> _DOCUMENT EXCERPT_:
☆ ☆ ☆

IN WHAT was a closely guarded secret at Edinburgh’s Festival Fringe, this week comedian Geoff Norcott stunned his audience by bringing on stage Boris Johnson. Instead of performing an hour of stand-up, the Conservative-supporting comic unexpectedly conducted a light-hearted interview with the prime minister.

Geoff Norcott’s questions became increasingly surreal and edgy. Asked which politicians he happily would electrocute, Mr Johnson initially said he ‘wouldn’t electrocute anyone’. But egged on by the comedian about giving them ‘a mild shock’, he said: ‘It’s tempting to say I would try to shock Jo Swinson out of her almost criminal contempt for the result of the 2016 referendum.’ 

Norcott cut in and said: ‘And where on the body?’ Prompting laughter, Mr Johnson replied: ‘I wouldn’t want to damage her, er, fertility’.

Norcott then asked the audience for ideas for who Mr Johnson should ‘electrocute’, leading to a person shouting out ‘Nicola Sturgeon’. To which the prime minister said: ‘Nicola Sturgeon – I’ll go with that. But I might go for the full [electrocution].’

Of course this banter between Geoff Norcott and Boris Johnson occurred only in my imagination. Had Johnson joked, even reluctantly, about electrodes to the private parts of Jo Swinson and administering a lethal surge to Nicola Sturgeon, the story and concomitant outrage over his misogyny would have dominated the news cycle. Yet an identical discussion actually did take place, but at the time of writing it has received scant coverage.

☆ ☆ ☆

[Pointing entries for named objects]
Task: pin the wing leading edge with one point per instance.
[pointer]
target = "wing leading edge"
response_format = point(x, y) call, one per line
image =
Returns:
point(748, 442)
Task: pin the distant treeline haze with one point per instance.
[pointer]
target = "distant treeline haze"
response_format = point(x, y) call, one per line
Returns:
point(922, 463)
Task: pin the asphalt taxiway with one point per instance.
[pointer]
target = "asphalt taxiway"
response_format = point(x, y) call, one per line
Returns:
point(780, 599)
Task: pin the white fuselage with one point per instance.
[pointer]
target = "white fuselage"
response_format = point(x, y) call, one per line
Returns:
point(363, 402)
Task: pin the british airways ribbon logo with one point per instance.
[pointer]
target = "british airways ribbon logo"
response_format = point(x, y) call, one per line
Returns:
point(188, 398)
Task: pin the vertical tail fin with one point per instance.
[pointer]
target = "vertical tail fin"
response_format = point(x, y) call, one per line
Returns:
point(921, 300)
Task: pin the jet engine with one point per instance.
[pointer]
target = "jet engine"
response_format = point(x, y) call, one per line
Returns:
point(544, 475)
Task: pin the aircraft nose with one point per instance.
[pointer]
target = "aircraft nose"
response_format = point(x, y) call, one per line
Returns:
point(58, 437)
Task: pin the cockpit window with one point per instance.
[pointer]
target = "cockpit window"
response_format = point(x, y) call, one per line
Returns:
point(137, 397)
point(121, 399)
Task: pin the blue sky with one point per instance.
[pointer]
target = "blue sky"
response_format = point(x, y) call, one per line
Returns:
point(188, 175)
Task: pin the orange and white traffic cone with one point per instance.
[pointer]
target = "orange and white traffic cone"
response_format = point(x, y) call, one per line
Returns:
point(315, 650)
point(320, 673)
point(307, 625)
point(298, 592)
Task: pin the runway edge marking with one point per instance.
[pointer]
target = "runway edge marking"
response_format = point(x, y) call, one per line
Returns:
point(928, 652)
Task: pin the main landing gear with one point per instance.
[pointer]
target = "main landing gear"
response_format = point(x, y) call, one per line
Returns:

☆ ☆ ☆

> _JOBS_:
1 - Write out the part of the passage about Geoff Norcott and Boris Johnson that opens with the words containing "Norcott cut in" and closes with "received scant coverage.".
2 - Edit the rows from the line containing "Task: pin the jet" through the line containing "point(58, 437)" so that "engine" becomes "turbine", and leave everything else unchanged. Return only those lines.

> _LIST OF SOLUTIONS_:
1 -
Norcott cut in and said: ‘And where on the body?’ Prompting laughter, Mr Johnson replied: ‘I wouldn’t want to damage her, er, fertility’.

Norcott then asked the audience for ideas for who Mr Johnson should ‘electrocute’, leading to a person shouting out ‘Nicola Sturgeon’. To which the prime minister said: ‘Nicola Sturgeon – I’ll go with that. But I might go for the full [electrocution].’

Of course this banter between Geoff Norcott and Boris Johnson occurred only in my imagination. Had Johnson joked, even reluctantly, about electrodes to the private parts of Jo Swinson and administering a lethal surge to Nicola Sturgeon, the story and concomitant outrage over his misogyny would have dominated the news cycle. Yet an identical discussion actually did take place, but at the time of writing it has received scant coverage.

2 -
Task: pin the jet turbine with one point per instance.
[pointer]
target = "jet turbine"
response_format = point(x, y) call, one per line
Returns:
point(544, 475)
Task: pin the aircraft nose with one point per instance.
[pointer]
target = "aircraft nose"
response_format = point(x, y) call, one per line
Returns:
point(58, 437)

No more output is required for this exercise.